■ Document excerpt:
[rbridge] multiple nicknames in an LSP?

[Ayan Banerjee]

Radia,

Please see inline. 

Thanks,
Ayan


On 3/25/09 10:12 AM, "Radia Perlman" <Radia.Perlman at sun.com> wrote:

> Someone asked me about whether it would be possible for an RBridge to
> request more
> than one nickname for itself. We could, I suppose, put in the encoding
> into the Hello, perhaps
> by changing the format of the TLV for "nickname", or just inherently
> from the length of the TLV,
> allowing a list of nicknames.
> 
> So...the question is -- why might we want multiple nicknames?
> 
> Some reasons people have mentioned to me I'm not sure I understand, so
> people can add them.
> Other layer 2-ish protocols play tricks with having multiple destination
> addresses, I think for
> allowing multiple routes to the same destination. I'm not sure those
> apply to TRILL
> 
> One reason I do understand, but am not sure I understand how to
> accomplish it, is to allow
> multiple trees rooted at the same node R1, with the hope that the two
> trees can look different (for load
> sharing) and yet both be shortest paths from R1. If we had two nicknames
> for R1 then R1 can
> request some multicast packets travel on each of the trees.

(Extracted items)

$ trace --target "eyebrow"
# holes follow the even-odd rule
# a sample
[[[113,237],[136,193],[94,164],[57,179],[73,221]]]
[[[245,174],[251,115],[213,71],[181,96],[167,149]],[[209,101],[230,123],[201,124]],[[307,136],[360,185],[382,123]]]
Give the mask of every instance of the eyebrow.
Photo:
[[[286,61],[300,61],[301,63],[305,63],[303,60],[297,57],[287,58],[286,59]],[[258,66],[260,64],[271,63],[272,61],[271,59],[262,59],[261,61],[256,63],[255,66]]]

* * *

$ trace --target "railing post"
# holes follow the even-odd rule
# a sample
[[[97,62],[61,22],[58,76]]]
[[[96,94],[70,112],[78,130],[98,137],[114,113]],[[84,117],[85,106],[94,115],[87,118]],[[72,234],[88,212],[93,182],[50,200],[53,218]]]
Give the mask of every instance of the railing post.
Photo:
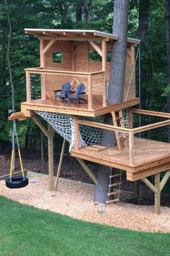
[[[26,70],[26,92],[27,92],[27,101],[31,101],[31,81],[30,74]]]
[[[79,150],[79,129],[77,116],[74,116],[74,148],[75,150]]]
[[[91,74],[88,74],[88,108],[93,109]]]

■ List of tasks:
[A] Update the RBridge nickname thread by reproducing it from "On 3/25/09 10:12" up to and including "list of nicknames.", with "TLV" changed to "TLV field".
[B] In the RBridge nickname thread, what purpose is given for wanting two trees rooted at the same node to look different?
[C] Condense the paragraph of the RBridge nickname thread that begins "One reason I do understand" into a shorter version that keeps its main facts.

■ Set of answers:
[A]
On 3/25/09 10:12 AM, "Radia Perlman" <Radia.Perlman at sun.com> wrote:

> Someone asked me about whether it would be possible for an RBridge to
> request more
> than one nickname for itself. We could, I suppose, put in the encoding
> into the Hello, perhaps
> by changing the format of the TLV field for "nickname", or just inherently
> from the length of the TLV field,
> allowing a list of nicknames.

[B] Load sharing.

[C] A clear reason for multiple nicknames, though it is uncertain how to achieve it, is to allow multiple trees rooted at the same node R1. The trees could look different for load sharing while both remaining shortest paths from R1. With two nicknames, R1 could request that some multicast packets travel on each tree.